**INSTRUCCIONES:**
- A) Reproduce el fragmento del texto sobre los fotógrafos de El Diario de Juárez que empieza con "Silvia Lee Silvia" y continúa hasta "sobre sus piernas.".
- B) Enumera todos los objetos que rodean la foto de Luis Carlos en el escritorio principal, según el texto sobre los fotógrafos de El Diario de Juárez.
- C) Escribe la parte que sigue del texto sobre los fotógrafos de El Diario de Juárez, a partir de su última oración.

**TEXTO FUENTE:**
Silvia Lee Silvia Lee Silvia Lee

Silvia Lee

“Diez ejecutados el día de ayer”, dice un fotógrafo que está cumpliendo su turno de trabajo, más para él mismo que para los que aguardamos en silencio expectante, mientras le da una hojeada al periódico sobre sus piernas.

La oficina de fotografía en El Diario de Juárez con sus paredes blancas y sus fotos plagadas de matices de colores brillantes parece que muere y nace todos los días. Tras las fotos de muerte hay más que casquillos; está la incertidumbre de si hoy es el último día de tu existencia.

 

 

Los dos fotógrafos de la sección policiaca aguardan. Han aprendido a poner en stand by al tiempo. Revistas, periódicos, páginas en Internet y las miradas al vacio son sus más leales aliados.  En cualquier momento el radio sobre el escritorio puede dar el pitazo de otro más. La espera de la muerte, entre la supuesta seguridad de un diario de Ciudad Juárez, pide como derecho de piso un tributo de sangre.

En el escritorio principal está la foto de Luis Carlos, rodeado por veladoras, un Jesús que no pudo hacer nada más que observar, un lente focal, dos cámaras fotográficas de esas que había antes de las digitales, un rosario violeta, flores artificiales y naturales de cempasúchil y una banda amarilla con letras negras que advierten: “Precaución”.

**EXTRACTOS DE DATOS:**
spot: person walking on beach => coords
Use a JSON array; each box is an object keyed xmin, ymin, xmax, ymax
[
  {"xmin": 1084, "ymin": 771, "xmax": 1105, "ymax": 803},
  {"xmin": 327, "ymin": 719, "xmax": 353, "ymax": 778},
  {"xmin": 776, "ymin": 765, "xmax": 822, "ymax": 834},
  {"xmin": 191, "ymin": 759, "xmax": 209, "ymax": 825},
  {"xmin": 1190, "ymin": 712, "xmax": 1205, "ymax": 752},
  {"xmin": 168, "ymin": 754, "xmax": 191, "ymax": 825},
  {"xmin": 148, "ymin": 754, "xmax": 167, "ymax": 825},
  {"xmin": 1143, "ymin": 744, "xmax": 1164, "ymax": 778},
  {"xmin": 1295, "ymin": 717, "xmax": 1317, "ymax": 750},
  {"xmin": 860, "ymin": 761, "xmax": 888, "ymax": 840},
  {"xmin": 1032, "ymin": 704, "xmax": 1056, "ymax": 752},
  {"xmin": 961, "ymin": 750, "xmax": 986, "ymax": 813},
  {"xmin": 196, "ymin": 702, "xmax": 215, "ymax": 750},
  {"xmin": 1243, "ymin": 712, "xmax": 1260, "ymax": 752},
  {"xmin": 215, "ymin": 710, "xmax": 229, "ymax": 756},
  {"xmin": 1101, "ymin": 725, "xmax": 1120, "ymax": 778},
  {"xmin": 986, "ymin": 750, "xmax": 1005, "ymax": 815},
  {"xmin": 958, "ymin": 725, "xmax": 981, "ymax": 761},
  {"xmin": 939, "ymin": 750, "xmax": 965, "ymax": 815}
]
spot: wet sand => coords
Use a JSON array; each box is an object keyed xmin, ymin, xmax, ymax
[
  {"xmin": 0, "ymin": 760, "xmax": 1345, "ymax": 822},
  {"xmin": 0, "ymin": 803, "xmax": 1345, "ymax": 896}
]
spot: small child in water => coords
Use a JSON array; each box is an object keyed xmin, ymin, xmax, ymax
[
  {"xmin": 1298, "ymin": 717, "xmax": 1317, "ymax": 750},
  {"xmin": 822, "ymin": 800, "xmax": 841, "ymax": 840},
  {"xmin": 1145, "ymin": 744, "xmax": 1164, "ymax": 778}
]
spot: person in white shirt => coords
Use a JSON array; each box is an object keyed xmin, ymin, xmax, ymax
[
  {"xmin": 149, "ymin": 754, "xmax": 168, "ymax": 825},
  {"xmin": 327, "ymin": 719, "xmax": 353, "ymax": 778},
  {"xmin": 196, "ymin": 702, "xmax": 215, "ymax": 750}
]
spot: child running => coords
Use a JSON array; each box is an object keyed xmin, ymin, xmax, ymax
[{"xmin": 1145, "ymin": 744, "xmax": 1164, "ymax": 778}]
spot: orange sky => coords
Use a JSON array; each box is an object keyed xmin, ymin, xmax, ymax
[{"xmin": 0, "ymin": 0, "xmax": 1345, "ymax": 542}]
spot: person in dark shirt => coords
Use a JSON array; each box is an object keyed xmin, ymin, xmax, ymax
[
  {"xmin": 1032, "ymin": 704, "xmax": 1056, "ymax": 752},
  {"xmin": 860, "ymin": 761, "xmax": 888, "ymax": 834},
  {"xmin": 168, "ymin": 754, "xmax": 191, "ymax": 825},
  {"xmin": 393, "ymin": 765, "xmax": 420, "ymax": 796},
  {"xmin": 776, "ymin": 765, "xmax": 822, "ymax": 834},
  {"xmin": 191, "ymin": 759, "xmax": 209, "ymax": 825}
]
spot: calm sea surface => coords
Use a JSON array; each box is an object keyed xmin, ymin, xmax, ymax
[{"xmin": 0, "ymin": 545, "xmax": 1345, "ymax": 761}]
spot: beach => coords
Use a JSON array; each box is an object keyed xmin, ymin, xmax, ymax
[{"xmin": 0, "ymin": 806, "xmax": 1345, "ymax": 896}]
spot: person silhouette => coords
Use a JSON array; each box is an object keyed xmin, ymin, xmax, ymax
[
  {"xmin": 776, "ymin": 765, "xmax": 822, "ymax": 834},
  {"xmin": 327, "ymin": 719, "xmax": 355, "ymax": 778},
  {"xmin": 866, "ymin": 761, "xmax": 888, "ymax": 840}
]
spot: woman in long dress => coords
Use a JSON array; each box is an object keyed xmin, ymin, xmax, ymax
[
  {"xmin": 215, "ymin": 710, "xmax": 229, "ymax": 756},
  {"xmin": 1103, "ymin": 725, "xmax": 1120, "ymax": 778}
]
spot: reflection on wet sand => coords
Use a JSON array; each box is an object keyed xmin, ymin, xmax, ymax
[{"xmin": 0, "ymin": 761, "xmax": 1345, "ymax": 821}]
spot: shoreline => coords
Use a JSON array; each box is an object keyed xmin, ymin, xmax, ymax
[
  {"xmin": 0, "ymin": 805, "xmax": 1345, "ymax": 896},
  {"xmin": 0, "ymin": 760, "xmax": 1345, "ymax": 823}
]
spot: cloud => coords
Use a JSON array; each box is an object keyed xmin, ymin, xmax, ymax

**RESPUESTAS:**
- A)
Silvia Lee Silvia Lee Silvia Lee

Silvia Lee

“Diez ejecutados el día de ayer”, dice un fotógrafo que está cumpliendo su turno de trabajo, más para él mismo que para los que aguardamos en silencio expectante, mientras le da una hojeada al periódico sobre sus piernas.

- B)
- Veladoras
- Un Jesús
- Un lente focal
- Dos cámaras fotográficas de las que había antes de las digitales
- Un rosario violeta
- Flores artificiales y naturales de cempasúchil
- Una banda amarilla con letras negras que dice "Precaución"

- C)
El personaje de la foto fue asesinado a quemarropa en el 2010, cuando salía de un centro comercial en el que estaba tomando un curso de fotografía. Balazos a quemarropa mientras conducía. El otro fotógrafo que actuaba de copilto logró sobrevivir.

Sandra y Luz se presentan con la modestia de aquellos que ya no tienen que demostrar su valía. Ganadoras del premio Reporteros del Mundo en 2010 y puntos de referencia clave para un sinfín de periodistas que se aventuran en la Tierra de Nadie. Entran en el bar que se encuentra frente al diario, después de su jornada de trabajo. Los meseros las reconocen y se acercan. Clientas asiduas. Sandra sonríe mientras el mesero realiza la misión imposible de buscarnos una mesa disponible en ese viernes de quincena. El lugar está que revienta. “Octubre del año pasado fue el mes más peligroso del que se tenga memoria. Por primera vez en Ciudad Juárez, nadie salía. ¡Nosotras dos nos encargamos de mantener a flote este bar!” Sonrisas cómplices. “Todo el mundo lo sabe, los periodistas de Juárez somos los que más tomamos.”

Los tequilas llegan justo a tiempo para amenizar el vaivén de historias sobre la Tierra de Nadie. Sandra nota nuestra sorpresa al ver un bar tan lleno en una ciudad tan peligrosa. Las mujeres toman, se ríen y bailan despreocupadamente al ritmo de la música moderna y pegajosa. Los hombres toman y toman y las ven con lujuria violenta. “Aquí en Juárez con todo y las muertas, los decapitados y el narcotráfico, la gente sale a divertirse”, nos explica.

La conversación fluye. Todo gira en torno al narcotráfico y la violencia, como si no fueran uno mismo. ¿Y cómo se puede hacer periodismo en Ciudad Juárez?

“Yo no firmo mis notas…” afirma una de las periodistas. “Que Ellos sepan que yo sé. Pero que también sepan que yo les tengo miedo.”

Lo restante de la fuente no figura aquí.